Source data:
────────────────────

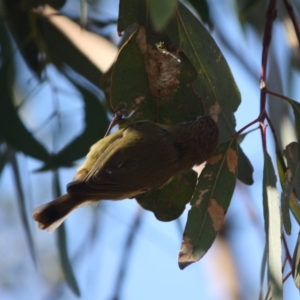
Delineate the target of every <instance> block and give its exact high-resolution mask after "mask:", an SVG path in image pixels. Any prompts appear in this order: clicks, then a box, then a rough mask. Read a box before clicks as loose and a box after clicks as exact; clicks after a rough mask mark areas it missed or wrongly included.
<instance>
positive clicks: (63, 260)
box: [54, 171, 80, 297]
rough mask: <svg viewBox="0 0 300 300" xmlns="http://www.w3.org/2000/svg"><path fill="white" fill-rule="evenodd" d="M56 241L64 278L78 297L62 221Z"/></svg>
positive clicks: (55, 173) (64, 226)
mask: <svg viewBox="0 0 300 300" xmlns="http://www.w3.org/2000/svg"><path fill="white" fill-rule="evenodd" d="M54 175H55V177H54V178H55V192H56V195H61V189H60V184H59V175H58V172H57V171H55V173H54ZM57 243H58V253H59V258H60V261H61V266H62V270H63V273H64V275H65V279H66V281H67V283H68V285H69V287H70V288H71V290H72V291H73V292H74V293H75V295H77V296H78V297H80V290H79V286H78V283H77V280H76V277H75V275H74V272H73V268H72V265H71V262H70V259H69V255H68V249H67V233H66V228H65V224H64V223H62V224H61V225H60V226H59V227H58V229H57Z"/></svg>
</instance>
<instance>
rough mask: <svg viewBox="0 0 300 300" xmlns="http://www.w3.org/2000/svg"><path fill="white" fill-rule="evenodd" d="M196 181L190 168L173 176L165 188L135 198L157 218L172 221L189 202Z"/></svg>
mask: <svg viewBox="0 0 300 300" xmlns="http://www.w3.org/2000/svg"><path fill="white" fill-rule="evenodd" d="M196 181H197V173H196V172H194V171H193V170H191V171H189V172H187V173H182V174H181V175H180V176H177V177H175V178H173V179H172V180H171V181H170V182H168V183H167V184H166V187H165V188H162V189H157V190H154V191H151V192H148V193H146V194H144V195H142V196H140V197H137V198H136V199H137V201H138V203H139V204H140V205H141V206H142V207H143V208H145V209H148V210H150V211H153V213H154V214H155V216H156V218H157V219H158V220H160V221H172V220H175V219H177V218H178V217H180V215H181V214H182V213H183V211H184V209H185V206H186V204H187V203H188V202H190V200H191V197H192V195H193V192H194V189H195V185H196Z"/></svg>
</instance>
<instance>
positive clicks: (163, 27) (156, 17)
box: [148, 0, 178, 31]
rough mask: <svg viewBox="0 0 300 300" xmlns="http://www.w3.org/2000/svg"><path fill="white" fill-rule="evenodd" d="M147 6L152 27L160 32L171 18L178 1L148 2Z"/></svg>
mask: <svg viewBox="0 0 300 300" xmlns="http://www.w3.org/2000/svg"><path fill="white" fill-rule="evenodd" d="M148 5H149V12H150V17H151V20H152V24H153V27H154V29H156V30H157V31H160V30H162V29H164V27H165V26H166V25H167V23H168V21H169V20H170V19H171V18H172V17H173V15H174V12H175V9H176V7H177V5H178V0H169V1H160V0H148Z"/></svg>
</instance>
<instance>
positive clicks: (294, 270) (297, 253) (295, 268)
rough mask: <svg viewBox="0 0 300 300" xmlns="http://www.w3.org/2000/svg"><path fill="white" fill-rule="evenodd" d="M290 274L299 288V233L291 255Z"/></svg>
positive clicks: (299, 269)
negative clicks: (294, 245)
mask: <svg viewBox="0 0 300 300" xmlns="http://www.w3.org/2000/svg"><path fill="white" fill-rule="evenodd" d="M292 274H293V278H294V281H295V284H296V287H297V288H298V289H300V233H299V234H298V239H297V243H296V246H295V250H294V255H293V264H292Z"/></svg>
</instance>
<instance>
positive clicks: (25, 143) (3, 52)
mask: <svg viewBox="0 0 300 300" xmlns="http://www.w3.org/2000/svg"><path fill="white" fill-rule="evenodd" d="M0 47H1V49H2V48H3V49H5V51H3V55H4V54H5V55H4V57H3V59H4V61H5V63H4V64H2V68H1V69H0V95H1V97H0V107H1V109H0V137H1V138H2V139H3V140H5V141H6V142H7V143H8V144H10V145H11V146H13V147H14V148H15V149H16V150H19V151H22V152H23V153H25V154H27V155H29V156H31V157H34V158H36V159H39V160H42V161H45V162H46V161H49V160H50V158H51V157H50V155H49V153H48V151H47V150H46V149H45V147H44V146H43V145H42V144H41V143H40V142H39V141H38V140H37V139H35V137H34V135H33V134H32V133H31V132H30V131H29V130H28V129H27V128H26V126H25V125H24V123H23V122H22V120H21V118H20V117H19V115H18V112H17V109H16V108H15V106H14V97H13V90H12V88H13V86H14V65H13V63H11V60H10V58H11V53H12V51H13V50H12V45H11V40H10V39H9V36H8V32H7V30H6V28H5V26H3V24H0Z"/></svg>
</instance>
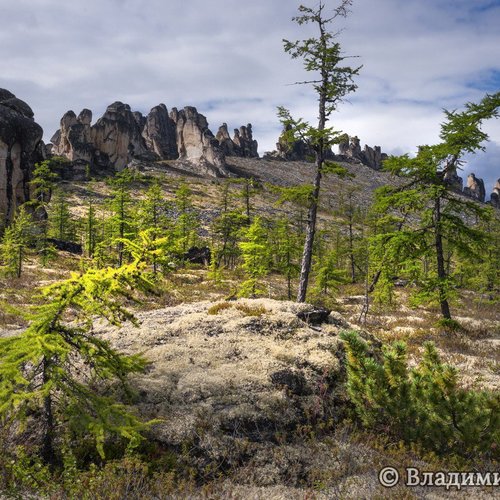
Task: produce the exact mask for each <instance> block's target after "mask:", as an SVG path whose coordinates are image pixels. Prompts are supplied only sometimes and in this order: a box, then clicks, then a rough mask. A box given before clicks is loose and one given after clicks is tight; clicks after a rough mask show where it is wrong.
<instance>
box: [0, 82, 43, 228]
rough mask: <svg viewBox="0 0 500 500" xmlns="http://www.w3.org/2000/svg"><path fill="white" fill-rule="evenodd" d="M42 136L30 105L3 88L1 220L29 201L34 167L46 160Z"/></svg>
mask: <svg viewBox="0 0 500 500" xmlns="http://www.w3.org/2000/svg"><path fill="white" fill-rule="evenodd" d="M42 135H43V131H42V128H41V127H40V125H38V124H37V123H35V121H34V119H33V111H32V110H31V108H30V107H29V106H28V104H26V103H25V102H24V101H21V100H20V99H18V98H17V97H16V96H15V95H14V94H12V93H11V92H9V91H8V90H5V89H0V220H10V219H11V218H12V216H13V214H14V213H15V211H16V209H17V207H18V206H19V205H20V204H22V203H24V202H25V201H27V200H29V197H30V190H29V182H30V179H31V172H32V170H33V166H34V164H35V163H36V162H38V161H42V160H43V159H44V153H45V151H44V150H45V146H44V144H43V142H42Z"/></svg>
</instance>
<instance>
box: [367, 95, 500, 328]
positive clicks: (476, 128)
mask: <svg viewBox="0 0 500 500" xmlns="http://www.w3.org/2000/svg"><path fill="white" fill-rule="evenodd" d="M499 107H500V93H497V94H494V95H486V96H485V97H484V98H483V100H482V101H481V102H480V103H478V104H473V103H468V104H466V106H465V110H464V111H461V112H458V111H446V112H445V115H446V121H445V122H444V123H443V124H442V126H441V134H440V138H441V140H442V142H441V143H439V144H436V145H434V146H421V147H420V148H419V151H418V154H417V155H416V156H415V157H414V158H410V157H409V156H408V155H405V156H400V157H391V158H389V159H388V160H386V161H385V162H384V169H385V170H386V171H388V172H391V173H392V174H394V175H397V176H398V177H400V178H402V179H403V180H404V183H403V184H402V185H391V186H384V187H383V188H380V189H379V190H378V192H377V198H376V205H375V211H376V212H377V213H378V214H379V215H380V217H379V223H380V224H383V225H384V226H385V229H383V230H382V231H380V232H379V234H378V235H377V237H376V240H375V243H376V244H377V245H378V246H379V248H380V247H383V248H384V250H383V251H379V253H383V254H386V255H392V256H394V257H396V256H397V258H398V259H399V261H400V265H399V268H400V269H401V267H402V266H403V265H404V266H406V268H407V269H409V272H410V273H413V276H412V277H413V278H417V279H418V278H419V277H421V276H422V273H421V272H419V271H418V261H419V260H421V259H423V258H425V259H427V260H428V261H429V262H430V263H431V264H432V269H431V270H430V271H429V272H428V273H427V274H426V275H425V276H424V279H419V282H420V285H421V287H420V291H419V294H418V296H417V297H416V298H417V299H418V300H419V301H425V302H430V301H436V302H437V303H438V304H439V306H440V309H441V314H442V316H443V318H444V319H445V320H450V319H451V312H450V305H449V300H450V298H451V297H452V296H453V294H454V293H455V288H456V282H455V280H454V276H453V273H452V271H451V263H450V264H449V263H448V262H447V259H446V257H447V252H456V253H458V254H460V255H462V256H464V257H466V258H474V256H475V255H477V254H478V253H481V245H482V244H483V242H484V241H485V233H484V231H482V230H481V228H480V227H479V226H474V225H472V224H471V223H470V222H468V219H469V220H486V219H488V218H489V217H490V215H491V214H490V211H489V210H488V209H486V208H484V207H482V206H480V205H479V204H478V203H475V202H474V201H470V200H465V199H462V198H459V197H458V196H457V195H456V194H455V192H454V190H453V186H452V185H451V184H450V183H449V182H448V180H447V179H448V178H449V177H450V176H451V175H452V174H456V170H457V168H460V165H461V164H462V158H463V156H464V155H465V154H467V153H468V154H472V153H476V152H477V151H480V150H483V149H484V145H483V143H484V141H486V140H487V139H488V135H487V134H486V133H485V132H484V131H483V130H482V124H483V122H484V121H485V120H488V119H490V118H494V117H496V116H497V115H498V108H499ZM410 216H411V217H410ZM395 260H396V259H395V258H394V259H392V261H391V259H386V261H389V262H394V261H395ZM386 268H387V267H386ZM393 272H394V269H393Z"/></svg>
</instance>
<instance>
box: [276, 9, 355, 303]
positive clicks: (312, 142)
mask: <svg viewBox="0 0 500 500" xmlns="http://www.w3.org/2000/svg"><path fill="white" fill-rule="evenodd" d="M351 4H352V0H342V1H341V2H340V5H339V6H338V7H337V8H335V9H333V12H329V10H328V8H327V6H326V5H325V3H324V2H323V1H320V2H319V4H318V5H317V6H315V7H314V8H311V7H307V6H304V5H300V6H299V13H300V15H299V16H297V17H295V18H293V20H294V21H295V22H296V23H297V24H298V25H307V24H312V25H313V26H314V27H315V28H316V29H317V32H318V34H317V37H316V38H314V37H309V38H306V39H304V40H297V41H289V40H283V44H284V49H285V52H287V53H288V54H290V56H291V57H292V58H293V59H297V58H299V59H302V60H303V62H304V68H305V70H306V71H307V72H308V73H312V75H313V76H311V79H310V80H308V81H304V82H297V83H298V84H305V85H311V86H312V87H313V89H314V91H315V93H316V95H317V96H318V125H317V126H316V127H314V126H312V125H310V124H309V123H307V122H304V121H303V120H302V119H301V118H299V119H295V118H293V116H292V115H291V113H290V112H289V111H288V110H287V109H286V108H284V107H279V108H278V116H279V118H280V121H281V122H282V123H283V128H284V133H283V136H282V137H283V140H284V141H285V142H288V143H290V144H293V143H295V142H296V141H303V142H304V144H305V146H306V148H307V149H309V150H312V151H314V153H315V162H316V173H315V176H314V185H313V190H312V193H311V197H310V204H309V206H308V211H309V214H308V219H307V230H306V238H305V241H304V252H303V254H302V264H301V272H300V280H299V291H298V294H297V301H298V302H304V301H305V299H306V294H307V287H308V282H309V275H310V272H311V266H312V253H313V246H314V238H315V232H316V219H317V211H318V204H319V195H320V188H321V177H322V175H323V174H324V173H326V172H328V171H330V172H333V173H336V174H338V175H341V176H345V175H346V170H345V169H343V168H342V167H340V166H339V165H337V164H335V163H332V162H328V161H327V156H328V152H329V151H331V146H332V145H333V144H337V143H338V142H340V140H341V137H342V136H341V133H340V132H339V131H336V130H334V129H333V128H332V127H328V126H327V123H328V120H329V118H330V116H331V114H332V113H333V112H334V111H335V110H336V109H337V106H338V105H339V104H340V103H341V102H342V101H343V100H345V98H346V96H347V95H348V94H350V93H351V92H354V91H355V90H356V88H357V86H356V85H355V84H354V77H355V76H357V75H358V73H359V70H360V68H359V67H358V68H352V67H350V66H346V65H345V60H346V59H347V56H345V55H344V53H343V51H342V49H341V46H340V44H339V43H338V41H337V36H338V33H339V32H338V31H330V26H331V24H332V23H333V22H334V21H335V20H336V19H337V18H339V17H346V16H347V14H348V12H349V7H350V6H351Z"/></svg>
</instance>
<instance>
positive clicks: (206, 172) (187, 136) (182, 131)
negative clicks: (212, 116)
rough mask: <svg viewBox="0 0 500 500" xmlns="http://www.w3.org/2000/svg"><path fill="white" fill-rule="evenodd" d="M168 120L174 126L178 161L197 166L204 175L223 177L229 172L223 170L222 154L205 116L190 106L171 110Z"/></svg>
mask: <svg viewBox="0 0 500 500" xmlns="http://www.w3.org/2000/svg"><path fill="white" fill-rule="evenodd" d="M170 118H171V119H172V121H173V122H174V123H175V125H176V134H177V149H178V152H179V159H180V160H188V161H191V162H194V163H197V164H199V166H200V167H201V168H203V169H204V170H205V172H204V173H205V174H206V175H211V176H213V177H225V176H227V175H229V172H228V171H227V169H226V168H225V158H224V154H223V152H222V151H221V149H220V148H219V142H218V141H217V139H216V138H215V137H214V135H213V134H212V132H211V131H210V129H209V128H208V122H207V119H206V118H205V116H203V115H202V114H201V113H198V111H197V109H196V108H194V107H192V106H186V107H185V108H184V109H182V110H180V111H178V110H177V108H172V111H171V112H170Z"/></svg>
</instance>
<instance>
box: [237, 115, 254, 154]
mask: <svg viewBox="0 0 500 500" xmlns="http://www.w3.org/2000/svg"><path fill="white" fill-rule="evenodd" d="M233 143H234V144H235V145H236V146H237V147H238V148H239V151H238V150H237V151H238V153H239V154H237V155H236V156H243V157H244V158H257V157H258V156H259V154H258V153H257V148H258V144H257V141H255V140H254V139H253V135H252V124H251V123H249V124H248V125H247V126H246V127H245V126H243V125H242V126H241V127H240V128H239V129H237V128H235V129H234V137H233Z"/></svg>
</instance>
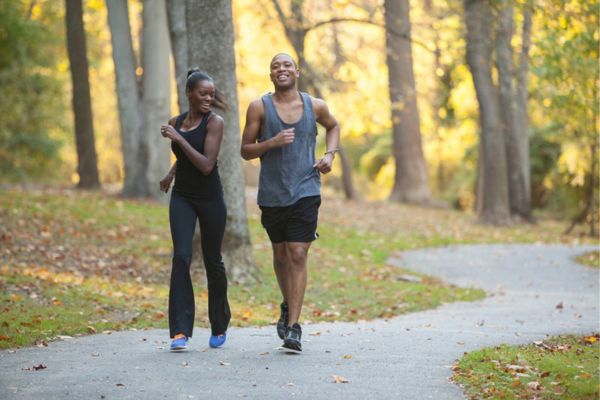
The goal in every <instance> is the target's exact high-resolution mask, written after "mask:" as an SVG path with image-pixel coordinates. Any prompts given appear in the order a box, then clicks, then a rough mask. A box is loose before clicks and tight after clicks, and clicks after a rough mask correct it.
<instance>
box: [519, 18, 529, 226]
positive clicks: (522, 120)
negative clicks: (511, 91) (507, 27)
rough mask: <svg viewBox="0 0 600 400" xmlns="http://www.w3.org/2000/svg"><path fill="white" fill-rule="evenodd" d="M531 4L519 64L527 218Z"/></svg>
mask: <svg viewBox="0 0 600 400" xmlns="http://www.w3.org/2000/svg"><path fill="white" fill-rule="evenodd" d="M530 7H531V6H525V8H524V10H523V27H522V32H521V42H522V45H521V52H520V54H519V66H518V70H517V79H516V80H517V87H516V92H517V109H516V111H517V113H516V118H517V128H518V135H517V140H518V143H519V145H518V147H519V149H520V151H519V156H520V157H521V159H520V162H519V166H520V167H521V175H522V176H523V179H524V181H525V185H524V198H525V203H524V206H525V207H524V210H525V212H524V213H523V216H525V218H529V219H531V218H532V215H531V163H530V162H529V111H528V107H527V101H528V99H529V91H528V89H527V86H528V82H529V81H528V79H527V75H528V73H529V48H530V45H531V25H532V18H531V14H532V11H531V8H530Z"/></svg>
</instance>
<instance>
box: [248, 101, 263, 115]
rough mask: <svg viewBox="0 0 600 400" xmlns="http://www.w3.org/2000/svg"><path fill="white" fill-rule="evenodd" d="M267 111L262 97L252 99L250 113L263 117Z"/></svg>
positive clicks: (250, 113)
mask: <svg viewBox="0 0 600 400" xmlns="http://www.w3.org/2000/svg"><path fill="white" fill-rule="evenodd" d="M264 112H265V106H264V104H263V102H262V99H256V100H252V101H251V102H250V104H249V105H248V115H250V116H253V117H259V118H262V116H263V114H264Z"/></svg>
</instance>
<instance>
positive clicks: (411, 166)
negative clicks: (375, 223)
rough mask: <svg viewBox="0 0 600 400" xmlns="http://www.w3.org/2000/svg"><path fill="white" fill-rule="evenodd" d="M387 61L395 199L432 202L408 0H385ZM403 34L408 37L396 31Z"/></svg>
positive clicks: (385, 22) (390, 197)
mask: <svg viewBox="0 0 600 400" xmlns="http://www.w3.org/2000/svg"><path fill="white" fill-rule="evenodd" d="M384 9H385V26H386V28H387V29H386V35H385V36H386V61H387V67H388V76H389V88H390V101H391V103H392V112H391V116H392V126H393V134H394V157H395V160H396V177H395V180H394V187H393V189H392V193H391V195H390V200H392V201H402V202H410V203H429V202H430V201H431V191H430V189H429V182H428V178H427V166H426V163H425V158H424V156H423V149H422V145H421V129H420V126H419V109H418V107H417V93H416V90H415V79H414V74H413V65H412V45H411V41H410V40H409V39H407V37H408V38H410V14H409V4H408V0H385V1H384ZM397 32H400V33H402V34H403V35H402V36H404V37H400V36H399V35H397V34H395V33H397Z"/></svg>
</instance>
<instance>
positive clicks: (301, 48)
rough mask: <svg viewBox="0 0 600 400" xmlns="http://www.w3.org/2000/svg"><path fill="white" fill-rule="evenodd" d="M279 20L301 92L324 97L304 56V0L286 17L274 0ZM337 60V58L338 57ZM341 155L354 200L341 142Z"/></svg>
mask: <svg viewBox="0 0 600 400" xmlns="http://www.w3.org/2000/svg"><path fill="white" fill-rule="evenodd" d="M272 1H273V5H274V7H275V9H276V10H277V14H278V15H279V20H280V22H281V24H282V25H283V27H284V30H285V34H286V36H287V38H288V41H289V42H290V43H291V45H292V47H293V48H294V51H295V52H296V57H297V58H298V68H299V69H300V74H301V76H300V80H299V81H298V90H300V91H301V92H307V93H310V92H312V93H313V94H314V96H316V97H318V98H320V99H323V98H324V97H323V94H322V93H321V90H320V89H319V86H318V85H317V77H316V74H315V72H314V70H313V68H312V67H311V66H310V64H309V63H308V61H307V60H306V57H304V46H305V42H306V34H307V33H308V30H306V29H305V28H304V13H303V10H302V5H303V3H304V1H303V0H292V7H291V9H292V10H291V11H292V15H291V17H286V16H285V15H284V13H283V10H282V9H281V6H280V5H279V2H278V1H277V0H272ZM336 60H337V58H336ZM339 155H340V161H341V163H342V185H343V187H344V194H345V195H346V199H348V200H352V199H355V198H356V192H355V191H354V185H353V183H352V167H351V164H350V161H349V160H348V158H347V157H346V152H345V151H344V147H343V145H342V144H341V142H340V144H339Z"/></svg>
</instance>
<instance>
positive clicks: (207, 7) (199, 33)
mask: <svg viewBox="0 0 600 400" xmlns="http://www.w3.org/2000/svg"><path fill="white" fill-rule="evenodd" d="M186 4H187V6H186V21H187V40H188V61H189V63H190V64H191V65H198V66H200V68H201V69H203V70H205V71H206V72H208V73H209V74H210V75H211V76H212V77H213V78H214V80H215V85H216V86H217V87H218V88H219V89H220V90H221V91H222V92H223V94H224V96H225V97H226V99H227V102H228V105H229V109H228V111H227V112H226V113H224V119H225V131H224V135H223V142H222V144H221V151H220V154H219V172H220V174H221V179H222V182H223V189H224V192H225V202H226V203H227V210H228V211H227V212H228V216H227V225H226V228H225V238H224V241H223V256H224V261H225V264H226V267H227V270H228V272H229V275H230V277H231V279H232V280H233V281H235V282H240V283H243V282H248V281H253V280H257V279H258V277H259V275H258V269H257V268H256V265H255V264H254V260H253V257H252V246H251V244H250V234H249V231H248V221H247V218H246V196H245V190H244V175H243V171H242V162H241V159H240V155H239V149H240V123H239V117H238V115H239V114H238V99H237V80H236V75H235V53H234V47H233V46H234V32H233V21H232V11H231V1H230V0H228V1H219V0H208V1H204V2H196V1H193V0H188V1H187V3H186Z"/></svg>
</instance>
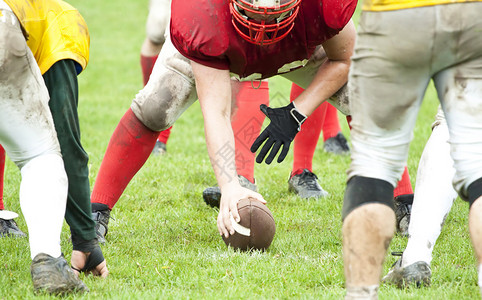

────────────────────

Problem to work on:
Which lines above hold the string "pixels"? Show each of them.

Answer area:
Delineate the target of every <instance> block and give its exact high-resolution mask after "mask:", an SVG path in image pixels. Any prompts appear in this order: clicks, then a box, then a rough mask. Read a box before clicks as loose and a box after clicks as exact; clicks after a rough mask mark areas it missed or wrongly included.
Task: produce the exact mask for each <instance> block's target after "mask:", as an SVG path whose coordinates are image pixels. Prompts are supplied only sometimes and in this order: a box, then clicks, then a rough mask. A box given before clicks is loose and one given after clicks is tight; clicks after a rough mask show where it is wrong.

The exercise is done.